Start of MATERIAL PROVIDED

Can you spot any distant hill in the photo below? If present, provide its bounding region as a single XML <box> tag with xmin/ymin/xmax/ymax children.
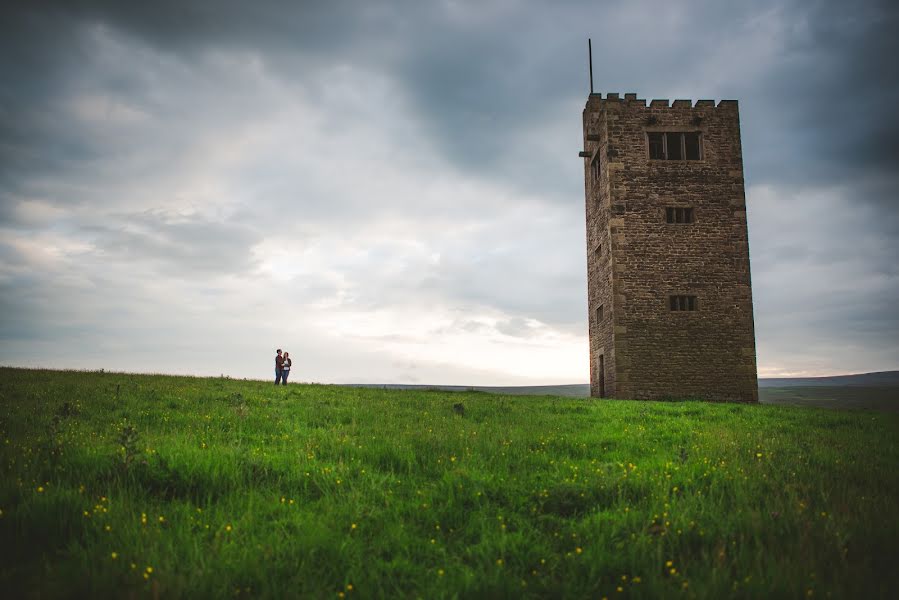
<box><xmin>346</xmin><ymin>371</ymin><xmax>899</xmax><ymax>411</ymax></box>
<box><xmin>352</xmin><ymin>371</ymin><xmax>899</xmax><ymax>398</ymax></box>
<box><xmin>759</xmin><ymin>371</ymin><xmax>899</xmax><ymax>388</ymax></box>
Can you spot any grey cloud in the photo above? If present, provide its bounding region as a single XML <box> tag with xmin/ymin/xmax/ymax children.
<box><xmin>83</xmin><ymin>212</ymin><xmax>262</xmax><ymax>277</ymax></box>
<box><xmin>0</xmin><ymin>0</ymin><xmax>899</xmax><ymax>376</ymax></box>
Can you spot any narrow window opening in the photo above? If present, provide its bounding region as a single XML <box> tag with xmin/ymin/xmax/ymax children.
<box><xmin>668</xmin><ymin>295</ymin><xmax>699</xmax><ymax>311</ymax></box>
<box><xmin>665</xmin><ymin>133</ymin><xmax>684</xmax><ymax>160</ymax></box>
<box><xmin>648</xmin><ymin>131</ymin><xmax>665</xmax><ymax>160</ymax></box>
<box><xmin>684</xmin><ymin>131</ymin><xmax>699</xmax><ymax>160</ymax></box>
<box><xmin>665</xmin><ymin>206</ymin><xmax>693</xmax><ymax>223</ymax></box>
<box><xmin>599</xmin><ymin>354</ymin><xmax>606</xmax><ymax>398</ymax></box>
<box><xmin>646</xmin><ymin>131</ymin><xmax>702</xmax><ymax>160</ymax></box>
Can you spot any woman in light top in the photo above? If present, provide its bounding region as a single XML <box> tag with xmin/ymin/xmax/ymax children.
<box><xmin>281</xmin><ymin>352</ymin><xmax>293</xmax><ymax>385</ymax></box>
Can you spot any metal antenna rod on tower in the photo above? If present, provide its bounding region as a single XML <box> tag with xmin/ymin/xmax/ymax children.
<box><xmin>587</xmin><ymin>38</ymin><xmax>593</xmax><ymax>94</ymax></box>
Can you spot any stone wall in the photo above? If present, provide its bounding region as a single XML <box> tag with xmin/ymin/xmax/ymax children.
<box><xmin>584</xmin><ymin>94</ymin><xmax>758</xmax><ymax>402</ymax></box>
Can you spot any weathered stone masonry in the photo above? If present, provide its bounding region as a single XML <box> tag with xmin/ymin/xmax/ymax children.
<box><xmin>581</xmin><ymin>94</ymin><xmax>758</xmax><ymax>402</ymax></box>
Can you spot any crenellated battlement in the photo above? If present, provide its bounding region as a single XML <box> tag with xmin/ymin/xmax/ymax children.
<box><xmin>587</xmin><ymin>92</ymin><xmax>737</xmax><ymax>110</ymax></box>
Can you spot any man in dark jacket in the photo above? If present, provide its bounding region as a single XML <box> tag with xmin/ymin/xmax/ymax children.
<box><xmin>275</xmin><ymin>348</ymin><xmax>284</xmax><ymax>385</ymax></box>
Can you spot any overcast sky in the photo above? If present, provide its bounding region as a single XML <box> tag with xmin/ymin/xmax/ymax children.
<box><xmin>0</xmin><ymin>0</ymin><xmax>899</xmax><ymax>385</ymax></box>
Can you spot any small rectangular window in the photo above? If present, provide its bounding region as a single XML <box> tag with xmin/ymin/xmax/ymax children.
<box><xmin>646</xmin><ymin>131</ymin><xmax>702</xmax><ymax>160</ymax></box>
<box><xmin>665</xmin><ymin>133</ymin><xmax>683</xmax><ymax>160</ymax></box>
<box><xmin>648</xmin><ymin>131</ymin><xmax>665</xmax><ymax>160</ymax></box>
<box><xmin>668</xmin><ymin>296</ymin><xmax>699</xmax><ymax>311</ymax></box>
<box><xmin>684</xmin><ymin>131</ymin><xmax>699</xmax><ymax>160</ymax></box>
<box><xmin>665</xmin><ymin>206</ymin><xmax>693</xmax><ymax>223</ymax></box>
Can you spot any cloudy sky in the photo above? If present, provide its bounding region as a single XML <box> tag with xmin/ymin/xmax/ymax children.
<box><xmin>0</xmin><ymin>0</ymin><xmax>899</xmax><ymax>385</ymax></box>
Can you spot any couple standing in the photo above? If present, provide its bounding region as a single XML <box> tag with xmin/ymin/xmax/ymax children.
<box><xmin>275</xmin><ymin>348</ymin><xmax>293</xmax><ymax>385</ymax></box>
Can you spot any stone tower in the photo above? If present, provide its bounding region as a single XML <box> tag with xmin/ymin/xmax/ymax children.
<box><xmin>580</xmin><ymin>94</ymin><xmax>758</xmax><ymax>402</ymax></box>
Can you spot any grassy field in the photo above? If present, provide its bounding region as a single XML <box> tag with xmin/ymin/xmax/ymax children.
<box><xmin>0</xmin><ymin>369</ymin><xmax>899</xmax><ymax>599</ymax></box>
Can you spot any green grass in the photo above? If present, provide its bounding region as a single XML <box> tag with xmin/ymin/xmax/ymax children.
<box><xmin>0</xmin><ymin>369</ymin><xmax>899</xmax><ymax>598</ymax></box>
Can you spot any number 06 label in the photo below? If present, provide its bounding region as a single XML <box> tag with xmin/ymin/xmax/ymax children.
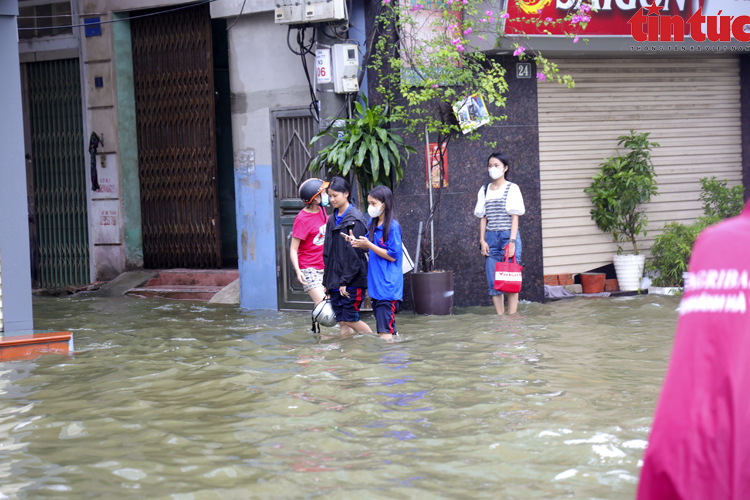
<box><xmin>315</xmin><ymin>49</ymin><xmax>332</xmax><ymax>83</ymax></box>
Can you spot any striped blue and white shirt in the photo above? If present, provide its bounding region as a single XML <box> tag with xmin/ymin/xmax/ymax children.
<box><xmin>474</xmin><ymin>181</ymin><xmax>526</xmax><ymax>231</ymax></box>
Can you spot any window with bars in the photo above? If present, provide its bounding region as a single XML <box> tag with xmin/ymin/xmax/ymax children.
<box><xmin>18</xmin><ymin>0</ymin><xmax>73</xmax><ymax>39</ymax></box>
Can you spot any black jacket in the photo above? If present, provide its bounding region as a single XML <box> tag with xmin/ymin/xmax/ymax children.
<box><xmin>323</xmin><ymin>205</ymin><xmax>367</xmax><ymax>290</ymax></box>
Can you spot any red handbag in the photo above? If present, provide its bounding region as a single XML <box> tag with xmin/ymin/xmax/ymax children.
<box><xmin>495</xmin><ymin>245</ymin><xmax>523</xmax><ymax>293</ymax></box>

End of MATERIAL PROVIDED

GOAL OF THE EXERCISE:
Can you print, word for word, the lines starting with the one that contains "Can you spot any striped" and running through the final line above?

WRITTEN RESPONSE:
Can you spot any striped blue and white shirt in the photo above? If present, provide its bounding region as a single XML <box> tag with xmin/ymin/xmax/ymax children.
<box><xmin>474</xmin><ymin>181</ymin><xmax>526</xmax><ymax>231</ymax></box>
Can you spot any window with bars in the photo above? If present, provide its bounding region as a single XML <box> tag with xmin/ymin/xmax/ymax children.
<box><xmin>18</xmin><ymin>0</ymin><xmax>73</xmax><ymax>39</ymax></box>
Can you spot any black jacket in the photo above? If present, provide its bounding region as a single XML <box> tag with xmin/ymin/xmax/ymax children.
<box><xmin>323</xmin><ymin>205</ymin><xmax>367</xmax><ymax>290</ymax></box>
Can you spot any red handbag in the photo above? If present, provide its bounding region as a single XML <box> tag with xmin/ymin/xmax/ymax children.
<box><xmin>495</xmin><ymin>245</ymin><xmax>523</xmax><ymax>293</ymax></box>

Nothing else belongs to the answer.